→ **Text passage**:
    I also don’t see how my post rewards the mendacious. The mendacious are rewarded when they aren’t caught. The potential embarrassment existed before my barely-read post. Embarrassment is no longer the driver in breach disclosure. It used to be that if a breach was discovered and not disclosed the result was more embarrassment. Now it is (in most instances) against the law.
    Top management needs no knowledge of IT and information security for a company to be competent in IT and information security. They need only to hire well, manage well, etc.
    I like Ian’s point, though. I would interpret it thusly: Don’t worry too much about security, but be ready with a PR/spin plan when you’re breached. There might be an agency issue in that the plan might call for some people to be sacked and you don’t know where that might stop.

  • Mordaxus says:

    Adam, I think security issues need to be a form of public health issue. Nice people get cancer. Nice people get heart attacks. Nice people get STDs. Nice people also have their airliners occasionally fall out of the sky, too. While there is pleasure to name-and-blame, it is not a pleasure that makes the world a better place — kinda like smoking.

  • Mordaxus says:

    Nick, forgive me, btu I think that “lack of competence” and “incompetence” is a difference without distinction. I’m no particular fanboy of the law of the excluded middle, but if you sayd, “Mordaxus, I didn’t say you are incompetent, I just think you have a lack of competence” I wouldn’t say, “Oh, that’s all right, then. Sorry I took offense.”

→ **Dataset extract**:
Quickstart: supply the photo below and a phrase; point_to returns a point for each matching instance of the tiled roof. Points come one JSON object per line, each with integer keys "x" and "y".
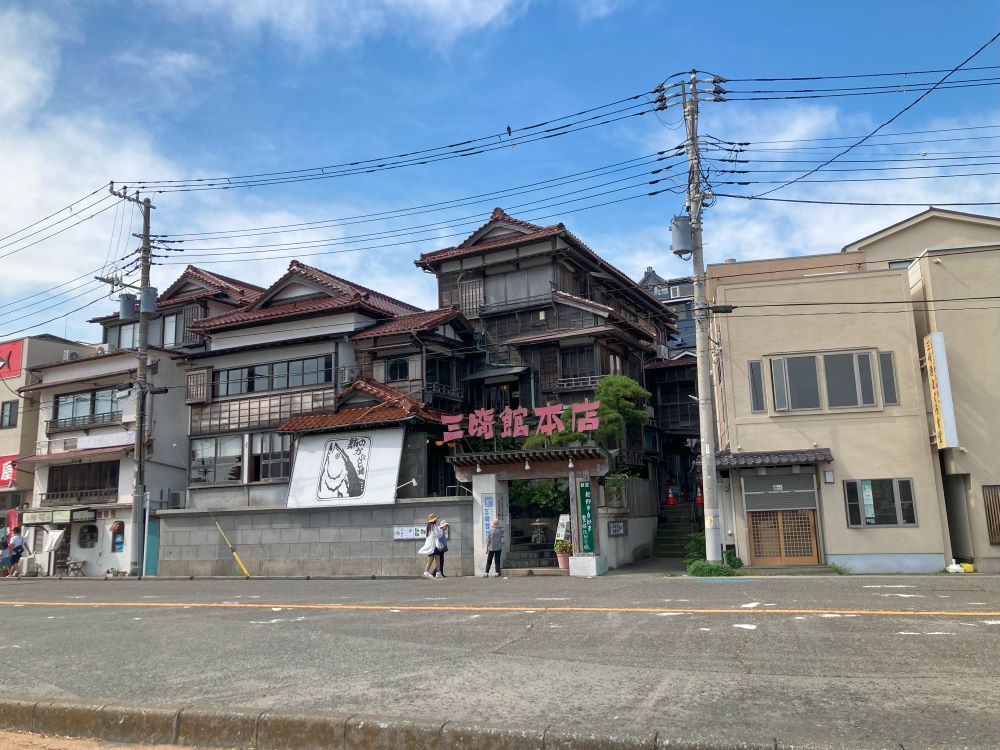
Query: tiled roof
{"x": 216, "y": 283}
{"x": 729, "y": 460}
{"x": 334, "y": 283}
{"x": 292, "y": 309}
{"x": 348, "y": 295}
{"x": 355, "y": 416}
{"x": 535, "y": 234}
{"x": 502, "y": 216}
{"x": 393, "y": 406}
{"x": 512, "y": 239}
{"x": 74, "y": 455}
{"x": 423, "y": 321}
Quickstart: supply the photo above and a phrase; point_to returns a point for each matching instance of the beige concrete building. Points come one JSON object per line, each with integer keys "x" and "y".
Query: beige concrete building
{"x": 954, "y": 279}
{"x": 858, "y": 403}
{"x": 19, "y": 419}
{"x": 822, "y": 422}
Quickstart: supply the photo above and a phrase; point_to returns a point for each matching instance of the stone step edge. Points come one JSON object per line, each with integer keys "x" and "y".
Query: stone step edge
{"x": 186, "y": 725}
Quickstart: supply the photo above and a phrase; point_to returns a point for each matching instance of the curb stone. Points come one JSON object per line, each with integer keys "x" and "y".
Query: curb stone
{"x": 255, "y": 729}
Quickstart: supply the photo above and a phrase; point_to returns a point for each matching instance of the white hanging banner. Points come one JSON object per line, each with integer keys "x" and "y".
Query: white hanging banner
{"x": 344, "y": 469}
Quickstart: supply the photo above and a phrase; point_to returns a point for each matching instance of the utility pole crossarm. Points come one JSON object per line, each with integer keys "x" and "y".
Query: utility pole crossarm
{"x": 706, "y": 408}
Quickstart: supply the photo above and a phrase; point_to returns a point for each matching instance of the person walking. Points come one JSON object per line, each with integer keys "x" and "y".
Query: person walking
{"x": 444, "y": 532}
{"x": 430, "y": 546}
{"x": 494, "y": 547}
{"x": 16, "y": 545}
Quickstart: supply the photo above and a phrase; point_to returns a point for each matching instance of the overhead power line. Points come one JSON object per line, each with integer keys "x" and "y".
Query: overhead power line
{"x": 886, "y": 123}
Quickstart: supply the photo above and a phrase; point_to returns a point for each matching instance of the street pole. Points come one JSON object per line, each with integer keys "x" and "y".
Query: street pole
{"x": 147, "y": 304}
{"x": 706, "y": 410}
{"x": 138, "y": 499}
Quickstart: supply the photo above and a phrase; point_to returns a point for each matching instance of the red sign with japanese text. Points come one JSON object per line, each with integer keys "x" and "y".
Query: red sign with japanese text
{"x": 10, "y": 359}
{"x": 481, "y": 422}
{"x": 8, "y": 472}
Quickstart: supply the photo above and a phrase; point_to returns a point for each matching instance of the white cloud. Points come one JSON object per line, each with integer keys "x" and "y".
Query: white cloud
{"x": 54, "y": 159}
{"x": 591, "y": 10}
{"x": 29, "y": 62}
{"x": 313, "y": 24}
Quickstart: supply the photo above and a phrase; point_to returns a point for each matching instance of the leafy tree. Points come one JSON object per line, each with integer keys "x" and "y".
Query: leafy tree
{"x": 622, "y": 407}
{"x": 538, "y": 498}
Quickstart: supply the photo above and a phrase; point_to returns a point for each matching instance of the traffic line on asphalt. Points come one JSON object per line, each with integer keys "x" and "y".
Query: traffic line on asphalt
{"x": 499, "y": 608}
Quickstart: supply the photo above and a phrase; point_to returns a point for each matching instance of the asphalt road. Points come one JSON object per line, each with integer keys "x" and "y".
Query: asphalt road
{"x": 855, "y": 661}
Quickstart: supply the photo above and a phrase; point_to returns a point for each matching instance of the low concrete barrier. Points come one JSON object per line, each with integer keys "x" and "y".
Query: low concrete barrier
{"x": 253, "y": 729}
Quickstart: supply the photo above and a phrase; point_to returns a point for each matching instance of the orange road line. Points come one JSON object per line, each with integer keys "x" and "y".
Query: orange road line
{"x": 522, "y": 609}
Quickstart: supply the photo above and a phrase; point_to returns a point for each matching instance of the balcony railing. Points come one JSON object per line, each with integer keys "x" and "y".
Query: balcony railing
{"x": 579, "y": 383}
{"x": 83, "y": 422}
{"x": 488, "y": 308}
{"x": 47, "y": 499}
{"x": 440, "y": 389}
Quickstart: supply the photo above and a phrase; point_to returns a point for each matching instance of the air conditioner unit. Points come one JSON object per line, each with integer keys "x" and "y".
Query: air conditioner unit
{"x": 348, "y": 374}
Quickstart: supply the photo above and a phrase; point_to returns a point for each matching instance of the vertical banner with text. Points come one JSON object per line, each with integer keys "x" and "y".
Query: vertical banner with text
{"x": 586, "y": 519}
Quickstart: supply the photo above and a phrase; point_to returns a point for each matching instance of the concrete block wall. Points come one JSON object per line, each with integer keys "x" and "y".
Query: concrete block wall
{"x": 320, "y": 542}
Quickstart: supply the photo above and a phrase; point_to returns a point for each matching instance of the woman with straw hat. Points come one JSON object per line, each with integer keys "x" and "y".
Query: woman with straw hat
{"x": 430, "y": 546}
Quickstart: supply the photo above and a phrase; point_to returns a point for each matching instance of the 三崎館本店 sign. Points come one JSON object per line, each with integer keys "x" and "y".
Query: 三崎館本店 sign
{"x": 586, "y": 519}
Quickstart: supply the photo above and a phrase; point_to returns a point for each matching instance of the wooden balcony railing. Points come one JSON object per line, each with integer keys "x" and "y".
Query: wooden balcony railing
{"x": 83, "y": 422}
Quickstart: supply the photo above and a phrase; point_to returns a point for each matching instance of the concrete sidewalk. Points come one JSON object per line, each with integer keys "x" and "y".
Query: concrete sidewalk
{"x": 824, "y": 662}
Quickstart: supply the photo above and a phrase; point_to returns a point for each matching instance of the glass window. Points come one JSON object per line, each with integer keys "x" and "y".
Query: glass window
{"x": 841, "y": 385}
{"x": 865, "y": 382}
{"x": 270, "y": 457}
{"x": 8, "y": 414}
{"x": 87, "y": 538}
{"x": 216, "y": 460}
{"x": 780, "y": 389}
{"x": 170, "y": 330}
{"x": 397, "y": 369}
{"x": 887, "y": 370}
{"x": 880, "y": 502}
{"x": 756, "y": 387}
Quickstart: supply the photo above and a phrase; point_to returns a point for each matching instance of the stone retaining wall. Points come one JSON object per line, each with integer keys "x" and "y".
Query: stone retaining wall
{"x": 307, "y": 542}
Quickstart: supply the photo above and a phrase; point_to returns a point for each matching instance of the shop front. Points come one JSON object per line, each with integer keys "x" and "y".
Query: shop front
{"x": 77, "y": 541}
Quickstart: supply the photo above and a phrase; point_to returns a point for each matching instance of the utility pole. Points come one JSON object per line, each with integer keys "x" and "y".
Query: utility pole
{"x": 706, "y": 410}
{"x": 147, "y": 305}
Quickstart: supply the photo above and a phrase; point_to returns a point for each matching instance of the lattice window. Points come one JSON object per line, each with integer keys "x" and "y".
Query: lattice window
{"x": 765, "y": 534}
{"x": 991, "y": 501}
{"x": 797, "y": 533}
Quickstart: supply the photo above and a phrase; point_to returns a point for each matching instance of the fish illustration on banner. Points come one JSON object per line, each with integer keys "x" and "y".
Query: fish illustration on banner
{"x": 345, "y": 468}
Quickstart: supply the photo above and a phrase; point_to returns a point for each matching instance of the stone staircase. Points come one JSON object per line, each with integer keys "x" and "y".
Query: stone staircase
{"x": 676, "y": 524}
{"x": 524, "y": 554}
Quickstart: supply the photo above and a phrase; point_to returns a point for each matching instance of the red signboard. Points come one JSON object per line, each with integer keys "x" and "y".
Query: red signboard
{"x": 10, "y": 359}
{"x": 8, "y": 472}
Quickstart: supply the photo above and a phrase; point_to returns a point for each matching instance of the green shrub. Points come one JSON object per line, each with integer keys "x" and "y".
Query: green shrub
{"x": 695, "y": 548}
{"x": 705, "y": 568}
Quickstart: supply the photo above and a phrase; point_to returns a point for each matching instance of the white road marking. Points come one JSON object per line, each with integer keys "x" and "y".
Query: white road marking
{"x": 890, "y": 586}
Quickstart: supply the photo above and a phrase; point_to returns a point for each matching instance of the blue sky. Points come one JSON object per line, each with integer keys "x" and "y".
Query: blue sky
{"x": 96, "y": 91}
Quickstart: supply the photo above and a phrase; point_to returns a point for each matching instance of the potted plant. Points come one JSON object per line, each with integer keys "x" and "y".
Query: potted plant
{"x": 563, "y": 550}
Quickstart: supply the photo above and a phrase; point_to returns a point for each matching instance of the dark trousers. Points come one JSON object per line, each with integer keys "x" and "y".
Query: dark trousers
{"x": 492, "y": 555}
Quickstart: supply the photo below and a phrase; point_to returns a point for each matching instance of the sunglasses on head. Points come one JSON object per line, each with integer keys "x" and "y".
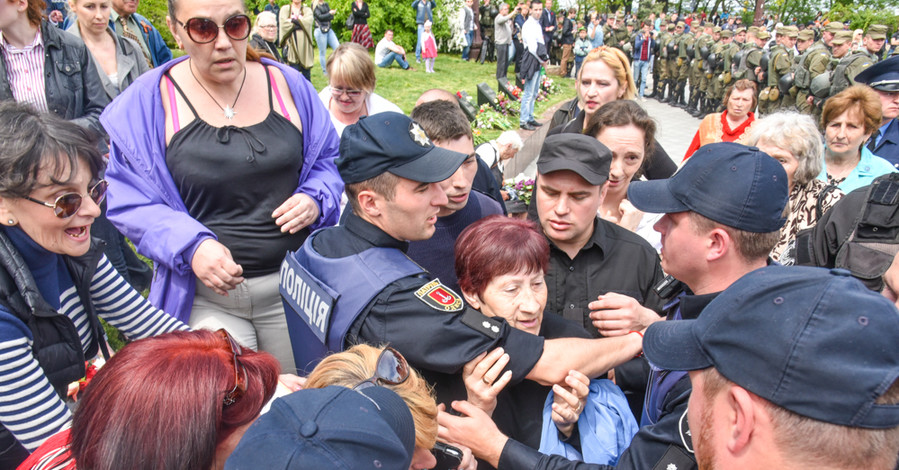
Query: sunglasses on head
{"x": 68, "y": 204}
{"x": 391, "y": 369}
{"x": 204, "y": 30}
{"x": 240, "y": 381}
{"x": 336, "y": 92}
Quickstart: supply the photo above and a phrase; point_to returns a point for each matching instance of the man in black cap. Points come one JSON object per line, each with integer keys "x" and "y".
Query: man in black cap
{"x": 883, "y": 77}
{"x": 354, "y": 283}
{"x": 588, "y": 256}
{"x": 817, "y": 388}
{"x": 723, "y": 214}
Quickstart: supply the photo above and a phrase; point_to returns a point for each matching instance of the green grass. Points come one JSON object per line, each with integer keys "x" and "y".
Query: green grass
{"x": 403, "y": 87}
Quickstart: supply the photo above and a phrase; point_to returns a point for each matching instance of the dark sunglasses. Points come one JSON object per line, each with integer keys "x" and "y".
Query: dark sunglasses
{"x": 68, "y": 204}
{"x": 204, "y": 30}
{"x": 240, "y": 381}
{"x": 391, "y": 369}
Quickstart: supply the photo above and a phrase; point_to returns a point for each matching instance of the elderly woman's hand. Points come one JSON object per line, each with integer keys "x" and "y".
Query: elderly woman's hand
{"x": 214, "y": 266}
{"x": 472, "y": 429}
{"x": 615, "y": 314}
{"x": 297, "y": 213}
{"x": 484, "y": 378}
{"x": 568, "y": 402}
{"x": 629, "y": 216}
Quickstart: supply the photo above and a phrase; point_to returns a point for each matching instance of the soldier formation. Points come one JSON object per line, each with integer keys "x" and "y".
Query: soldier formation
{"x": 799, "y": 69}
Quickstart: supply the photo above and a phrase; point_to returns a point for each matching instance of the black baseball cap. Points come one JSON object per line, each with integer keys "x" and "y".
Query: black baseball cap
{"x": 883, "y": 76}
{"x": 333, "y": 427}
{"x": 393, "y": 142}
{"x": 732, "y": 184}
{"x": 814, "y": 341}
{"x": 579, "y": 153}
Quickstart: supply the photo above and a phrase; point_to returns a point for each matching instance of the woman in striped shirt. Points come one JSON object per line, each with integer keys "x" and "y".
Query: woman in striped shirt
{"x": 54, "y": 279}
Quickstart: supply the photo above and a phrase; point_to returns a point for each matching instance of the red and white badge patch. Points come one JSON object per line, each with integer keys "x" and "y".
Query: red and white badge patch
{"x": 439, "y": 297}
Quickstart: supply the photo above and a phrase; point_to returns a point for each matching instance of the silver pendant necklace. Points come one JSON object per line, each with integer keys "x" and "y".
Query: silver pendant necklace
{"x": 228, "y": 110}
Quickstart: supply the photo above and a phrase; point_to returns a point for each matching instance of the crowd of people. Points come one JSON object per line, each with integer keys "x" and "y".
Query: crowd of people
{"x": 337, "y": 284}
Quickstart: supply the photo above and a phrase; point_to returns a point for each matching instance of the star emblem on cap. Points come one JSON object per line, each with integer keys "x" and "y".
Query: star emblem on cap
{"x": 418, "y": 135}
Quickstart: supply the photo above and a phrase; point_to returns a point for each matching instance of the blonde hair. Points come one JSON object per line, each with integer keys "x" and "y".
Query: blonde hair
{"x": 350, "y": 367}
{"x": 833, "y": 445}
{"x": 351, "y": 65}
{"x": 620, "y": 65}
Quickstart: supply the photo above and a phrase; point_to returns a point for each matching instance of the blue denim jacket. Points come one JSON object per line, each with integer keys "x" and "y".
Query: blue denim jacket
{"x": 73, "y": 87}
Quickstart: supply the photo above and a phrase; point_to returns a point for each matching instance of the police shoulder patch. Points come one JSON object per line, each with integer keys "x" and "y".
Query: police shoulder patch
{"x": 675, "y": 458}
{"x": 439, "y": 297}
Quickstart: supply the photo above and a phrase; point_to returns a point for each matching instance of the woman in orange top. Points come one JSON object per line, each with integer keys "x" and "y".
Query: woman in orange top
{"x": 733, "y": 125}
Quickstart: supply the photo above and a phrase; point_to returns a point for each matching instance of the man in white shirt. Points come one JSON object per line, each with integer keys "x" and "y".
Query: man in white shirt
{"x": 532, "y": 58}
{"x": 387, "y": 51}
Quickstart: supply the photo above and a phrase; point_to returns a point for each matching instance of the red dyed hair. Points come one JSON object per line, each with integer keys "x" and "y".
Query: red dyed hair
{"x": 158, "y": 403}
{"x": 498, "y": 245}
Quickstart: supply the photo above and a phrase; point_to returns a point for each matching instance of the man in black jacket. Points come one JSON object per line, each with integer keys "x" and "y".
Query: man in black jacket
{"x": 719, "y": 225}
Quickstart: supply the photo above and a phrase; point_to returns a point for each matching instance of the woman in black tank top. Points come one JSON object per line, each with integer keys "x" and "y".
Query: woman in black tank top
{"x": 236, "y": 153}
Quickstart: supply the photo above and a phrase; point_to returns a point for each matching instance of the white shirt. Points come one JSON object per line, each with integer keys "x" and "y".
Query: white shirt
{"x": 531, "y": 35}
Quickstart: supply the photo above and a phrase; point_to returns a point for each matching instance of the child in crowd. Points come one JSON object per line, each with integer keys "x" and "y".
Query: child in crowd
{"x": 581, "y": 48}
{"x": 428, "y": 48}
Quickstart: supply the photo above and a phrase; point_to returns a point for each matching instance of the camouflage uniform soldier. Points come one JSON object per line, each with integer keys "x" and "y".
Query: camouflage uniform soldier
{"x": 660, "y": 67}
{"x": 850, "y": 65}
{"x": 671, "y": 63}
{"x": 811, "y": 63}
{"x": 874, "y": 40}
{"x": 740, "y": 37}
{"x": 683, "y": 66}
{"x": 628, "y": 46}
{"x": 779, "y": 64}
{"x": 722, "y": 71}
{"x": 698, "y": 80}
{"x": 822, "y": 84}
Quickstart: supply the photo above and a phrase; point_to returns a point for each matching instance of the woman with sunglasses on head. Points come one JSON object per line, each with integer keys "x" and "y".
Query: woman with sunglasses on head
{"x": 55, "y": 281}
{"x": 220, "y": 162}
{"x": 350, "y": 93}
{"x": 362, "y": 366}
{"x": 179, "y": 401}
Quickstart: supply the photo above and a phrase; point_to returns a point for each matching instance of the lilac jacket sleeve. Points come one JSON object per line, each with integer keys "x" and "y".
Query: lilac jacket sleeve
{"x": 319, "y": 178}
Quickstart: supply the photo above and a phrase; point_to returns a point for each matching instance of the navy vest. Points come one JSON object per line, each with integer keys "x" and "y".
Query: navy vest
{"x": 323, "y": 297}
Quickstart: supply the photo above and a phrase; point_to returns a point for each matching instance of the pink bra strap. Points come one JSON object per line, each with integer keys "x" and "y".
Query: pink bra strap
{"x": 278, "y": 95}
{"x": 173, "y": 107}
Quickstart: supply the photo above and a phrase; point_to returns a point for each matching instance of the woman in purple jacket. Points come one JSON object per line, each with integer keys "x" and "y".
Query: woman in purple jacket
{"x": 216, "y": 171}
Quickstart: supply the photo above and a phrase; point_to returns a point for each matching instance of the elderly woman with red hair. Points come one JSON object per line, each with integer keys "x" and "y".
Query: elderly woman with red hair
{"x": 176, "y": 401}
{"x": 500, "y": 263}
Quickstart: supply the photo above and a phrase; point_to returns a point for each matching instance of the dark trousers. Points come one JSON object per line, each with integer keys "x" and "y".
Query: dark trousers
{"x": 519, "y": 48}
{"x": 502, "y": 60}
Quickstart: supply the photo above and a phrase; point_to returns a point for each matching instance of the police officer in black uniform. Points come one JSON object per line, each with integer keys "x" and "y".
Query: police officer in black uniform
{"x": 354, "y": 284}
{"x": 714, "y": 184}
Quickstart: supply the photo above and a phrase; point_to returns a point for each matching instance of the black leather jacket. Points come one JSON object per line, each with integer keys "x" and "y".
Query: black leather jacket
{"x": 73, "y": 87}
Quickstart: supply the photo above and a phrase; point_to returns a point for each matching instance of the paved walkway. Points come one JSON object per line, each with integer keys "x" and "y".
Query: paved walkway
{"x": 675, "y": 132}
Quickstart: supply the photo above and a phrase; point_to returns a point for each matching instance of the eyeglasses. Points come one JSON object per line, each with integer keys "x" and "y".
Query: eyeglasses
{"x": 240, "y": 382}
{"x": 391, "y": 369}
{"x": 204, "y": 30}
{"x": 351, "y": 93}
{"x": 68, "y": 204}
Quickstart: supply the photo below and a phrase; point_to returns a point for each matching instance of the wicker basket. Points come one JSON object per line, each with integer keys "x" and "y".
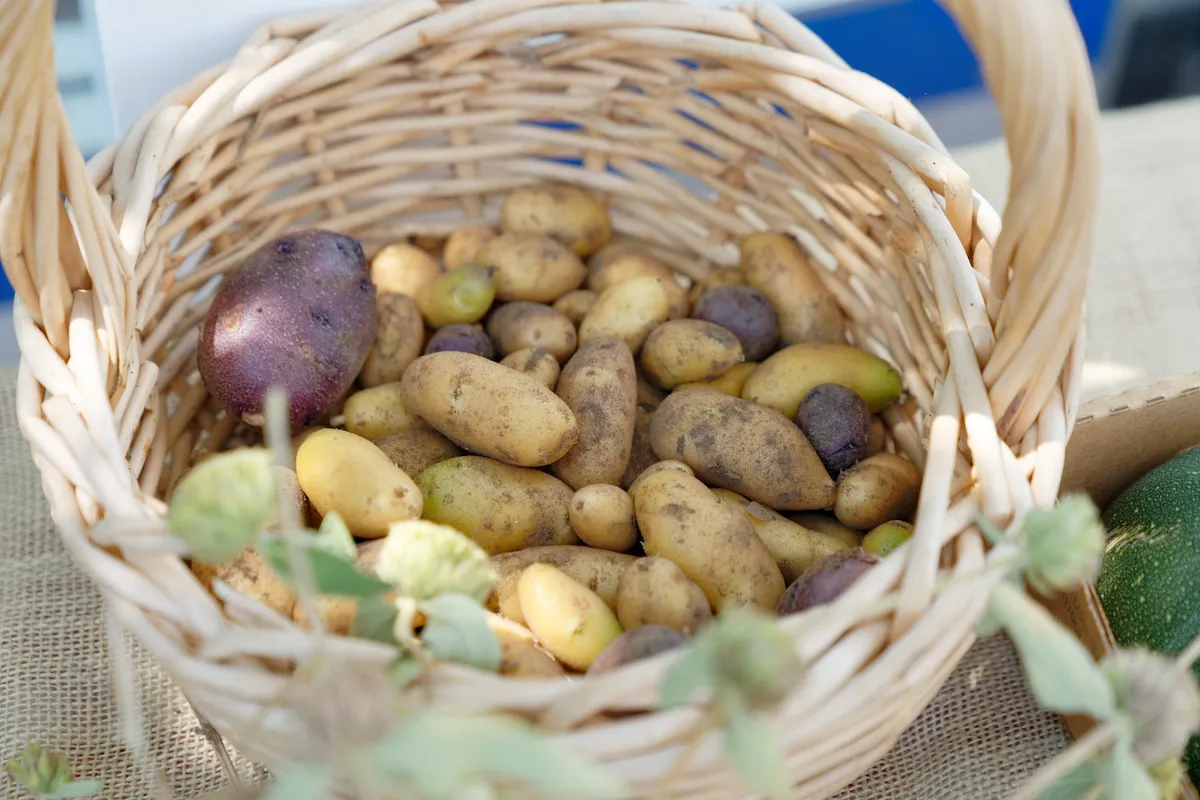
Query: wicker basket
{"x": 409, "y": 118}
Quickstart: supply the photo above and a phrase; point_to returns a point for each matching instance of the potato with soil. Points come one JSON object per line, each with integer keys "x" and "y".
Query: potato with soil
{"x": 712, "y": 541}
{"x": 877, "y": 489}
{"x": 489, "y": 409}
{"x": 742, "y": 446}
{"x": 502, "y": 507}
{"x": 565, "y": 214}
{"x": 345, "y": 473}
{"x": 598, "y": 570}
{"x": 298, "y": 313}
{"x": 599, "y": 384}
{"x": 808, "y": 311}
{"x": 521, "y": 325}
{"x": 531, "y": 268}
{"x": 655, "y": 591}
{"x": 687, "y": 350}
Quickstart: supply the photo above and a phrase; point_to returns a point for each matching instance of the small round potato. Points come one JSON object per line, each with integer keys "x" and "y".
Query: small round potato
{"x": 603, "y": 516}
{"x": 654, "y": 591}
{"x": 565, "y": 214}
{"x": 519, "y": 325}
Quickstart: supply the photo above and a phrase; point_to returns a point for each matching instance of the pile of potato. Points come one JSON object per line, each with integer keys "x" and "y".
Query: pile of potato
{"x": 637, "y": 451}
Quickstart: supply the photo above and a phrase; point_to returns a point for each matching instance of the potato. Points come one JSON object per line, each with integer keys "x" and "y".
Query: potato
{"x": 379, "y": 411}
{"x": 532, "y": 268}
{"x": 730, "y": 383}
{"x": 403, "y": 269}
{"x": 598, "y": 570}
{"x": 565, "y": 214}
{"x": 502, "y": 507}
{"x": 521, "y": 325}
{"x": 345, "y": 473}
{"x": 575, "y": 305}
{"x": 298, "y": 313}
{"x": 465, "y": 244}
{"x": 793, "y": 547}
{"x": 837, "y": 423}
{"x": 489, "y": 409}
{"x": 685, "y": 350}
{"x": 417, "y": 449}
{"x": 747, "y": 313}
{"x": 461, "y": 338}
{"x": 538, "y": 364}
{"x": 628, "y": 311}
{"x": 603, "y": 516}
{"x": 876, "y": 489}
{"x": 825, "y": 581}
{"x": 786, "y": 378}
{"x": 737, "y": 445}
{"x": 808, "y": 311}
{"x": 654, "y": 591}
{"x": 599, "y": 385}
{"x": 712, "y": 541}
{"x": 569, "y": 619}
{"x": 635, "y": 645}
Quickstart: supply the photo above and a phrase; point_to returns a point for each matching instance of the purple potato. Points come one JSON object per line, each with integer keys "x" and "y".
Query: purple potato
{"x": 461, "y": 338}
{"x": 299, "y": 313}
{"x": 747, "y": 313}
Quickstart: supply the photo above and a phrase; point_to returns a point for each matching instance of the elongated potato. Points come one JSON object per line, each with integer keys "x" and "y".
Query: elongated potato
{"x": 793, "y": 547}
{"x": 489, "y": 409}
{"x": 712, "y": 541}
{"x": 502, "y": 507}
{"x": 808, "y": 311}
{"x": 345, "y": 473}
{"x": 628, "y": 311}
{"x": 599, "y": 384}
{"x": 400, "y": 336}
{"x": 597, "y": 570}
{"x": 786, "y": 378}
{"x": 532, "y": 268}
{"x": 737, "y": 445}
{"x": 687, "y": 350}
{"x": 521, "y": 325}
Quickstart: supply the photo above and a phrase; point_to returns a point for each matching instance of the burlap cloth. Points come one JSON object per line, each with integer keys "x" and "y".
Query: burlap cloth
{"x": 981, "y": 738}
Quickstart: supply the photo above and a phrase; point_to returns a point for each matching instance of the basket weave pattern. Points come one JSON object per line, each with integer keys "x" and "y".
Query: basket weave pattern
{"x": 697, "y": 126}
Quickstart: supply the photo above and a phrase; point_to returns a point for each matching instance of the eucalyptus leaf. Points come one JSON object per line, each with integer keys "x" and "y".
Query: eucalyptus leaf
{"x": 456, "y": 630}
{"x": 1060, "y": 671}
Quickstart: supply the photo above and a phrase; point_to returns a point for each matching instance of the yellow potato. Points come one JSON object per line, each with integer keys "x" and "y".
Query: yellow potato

→ **Prompt 1**:
In the comment thread, what does Mordaxus say security issues need to be a form of?
→ **Prompt 2**:
Return the part of the comment thread that opens with the words containing "Adam, I think" and closes with "kinda like smoking.", copied word for word.

→ **Output 1**:
A public health issue.

→ **Output 2**:
Adam, I think security issues need to be a form of public health issue. Nice people get cancer. Nice people get heart attacks. Nice people get STDs. Nice people also have their airliners occasionally fall out of the sky, too. While there is pleasure to name-and-blame, it is not a pleasure that makes the world a better place — kinda like smoking.